## [What you are asked to do]
Could you copy out the rows from the line that contains "Target = dark green tree" through the end of the rows, both ends included, replacing "in pixels" with "in pixel coordinates" and changing nothing else?

## [Provided material]

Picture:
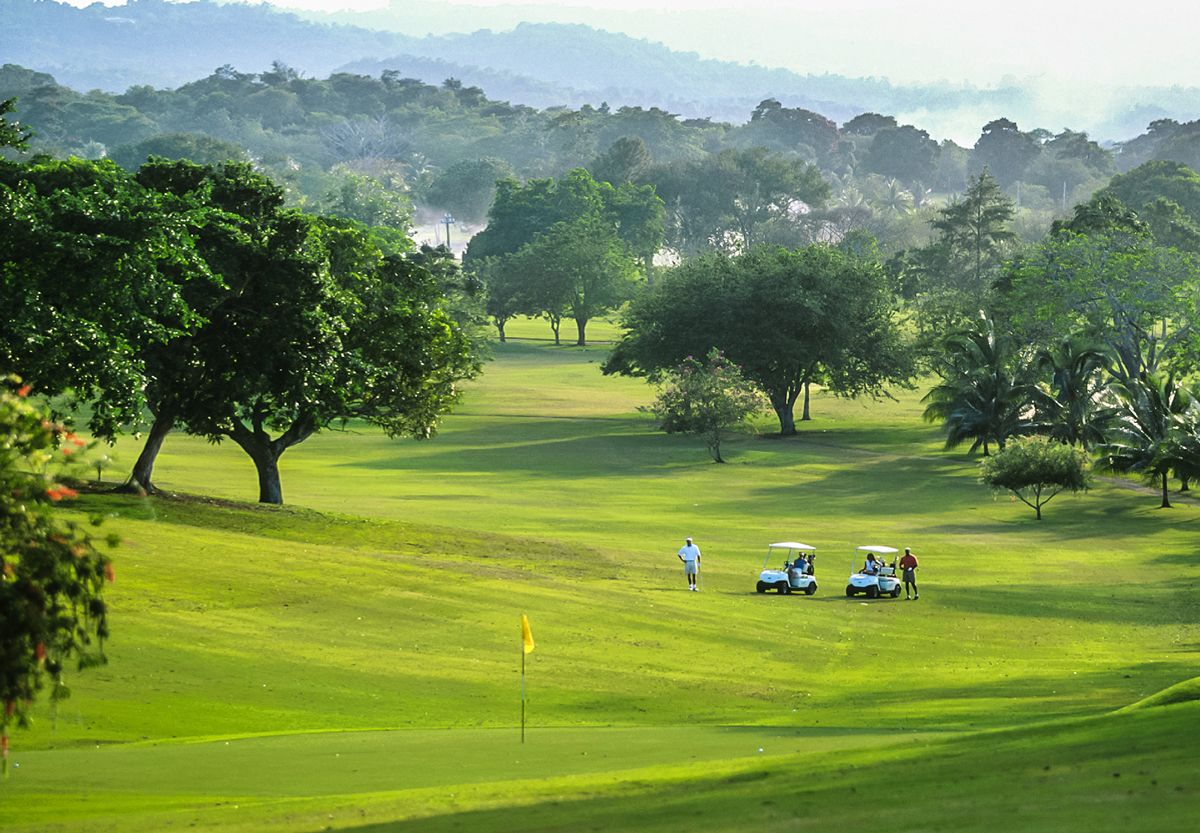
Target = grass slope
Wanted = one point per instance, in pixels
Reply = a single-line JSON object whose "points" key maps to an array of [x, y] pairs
{"points": [[353, 660]]}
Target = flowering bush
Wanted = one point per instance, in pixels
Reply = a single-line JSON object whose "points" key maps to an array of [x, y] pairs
{"points": [[707, 399], [52, 576]]}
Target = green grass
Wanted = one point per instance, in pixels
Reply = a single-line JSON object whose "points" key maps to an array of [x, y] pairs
{"points": [[352, 660]]}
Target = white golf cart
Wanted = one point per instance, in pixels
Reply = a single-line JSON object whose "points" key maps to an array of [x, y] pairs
{"points": [[882, 582], [792, 577]]}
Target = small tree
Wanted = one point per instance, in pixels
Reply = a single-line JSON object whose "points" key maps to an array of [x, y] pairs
{"points": [[707, 399], [51, 574], [1036, 469]]}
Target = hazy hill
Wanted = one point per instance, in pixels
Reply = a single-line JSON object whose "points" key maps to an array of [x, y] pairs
{"points": [[543, 65]]}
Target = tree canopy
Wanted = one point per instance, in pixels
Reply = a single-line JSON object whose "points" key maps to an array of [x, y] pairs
{"points": [[787, 318]]}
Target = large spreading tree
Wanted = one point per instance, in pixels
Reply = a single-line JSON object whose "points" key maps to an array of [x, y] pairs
{"points": [[565, 249], [787, 318]]}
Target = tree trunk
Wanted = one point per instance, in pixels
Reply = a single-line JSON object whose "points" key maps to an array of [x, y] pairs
{"points": [[786, 419], [265, 453], [142, 477], [270, 489]]}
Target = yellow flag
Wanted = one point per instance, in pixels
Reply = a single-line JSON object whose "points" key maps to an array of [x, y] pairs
{"points": [[526, 634]]}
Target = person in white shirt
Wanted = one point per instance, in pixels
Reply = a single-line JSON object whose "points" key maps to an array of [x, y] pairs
{"points": [[689, 553]]}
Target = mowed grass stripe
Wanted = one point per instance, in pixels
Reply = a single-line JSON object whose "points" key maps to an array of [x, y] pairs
{"points": [[388, 598]]}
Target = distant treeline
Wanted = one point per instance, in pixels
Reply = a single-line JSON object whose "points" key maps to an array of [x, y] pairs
{"points": [[443, 147]]}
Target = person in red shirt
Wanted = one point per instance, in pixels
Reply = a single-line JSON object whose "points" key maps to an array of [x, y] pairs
{"points": [[909, 564]]}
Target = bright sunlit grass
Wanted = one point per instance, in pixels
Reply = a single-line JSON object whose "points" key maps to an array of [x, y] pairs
{"points": [[352, 659]]}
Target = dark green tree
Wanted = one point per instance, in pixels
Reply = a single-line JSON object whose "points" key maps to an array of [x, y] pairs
{"points": [[579, 269], [975, 232], [1003, 151], [1151, 432], [787, 318], [467, 187], [12, 135], [1074, 407], [1036, 469], [52, 576], [1143, 300], [95, 274], [903, 153], [324, 330], [984, 391], [623, 161]]}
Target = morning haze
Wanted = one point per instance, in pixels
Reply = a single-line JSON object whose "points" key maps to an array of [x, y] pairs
{"points": [[516, 419]]}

## [Result of the task]
Target = dark green tree
Wanted = one point per instance, in pixel coordinates
Reply = a single-line JSON object whose "points" key maps to an array of [x, y] pairs
{"points": [[579, 269], [975, 232], [1003, 151], [1151, 432], [787, 318], [467, 187], [12, 135], [1074, 407], [1036, 469], [52, 576], [1143, 300], [95, 274], [903, 153], [324, 330], [984, 391], [623, 161]]}
Target = morning haze
Wanted = one point per instance, in pixel coordinates
Reply = a single-line JSON object whose "points" key maps to an array of [x, y] pairs
{"points": [[516, 419]]}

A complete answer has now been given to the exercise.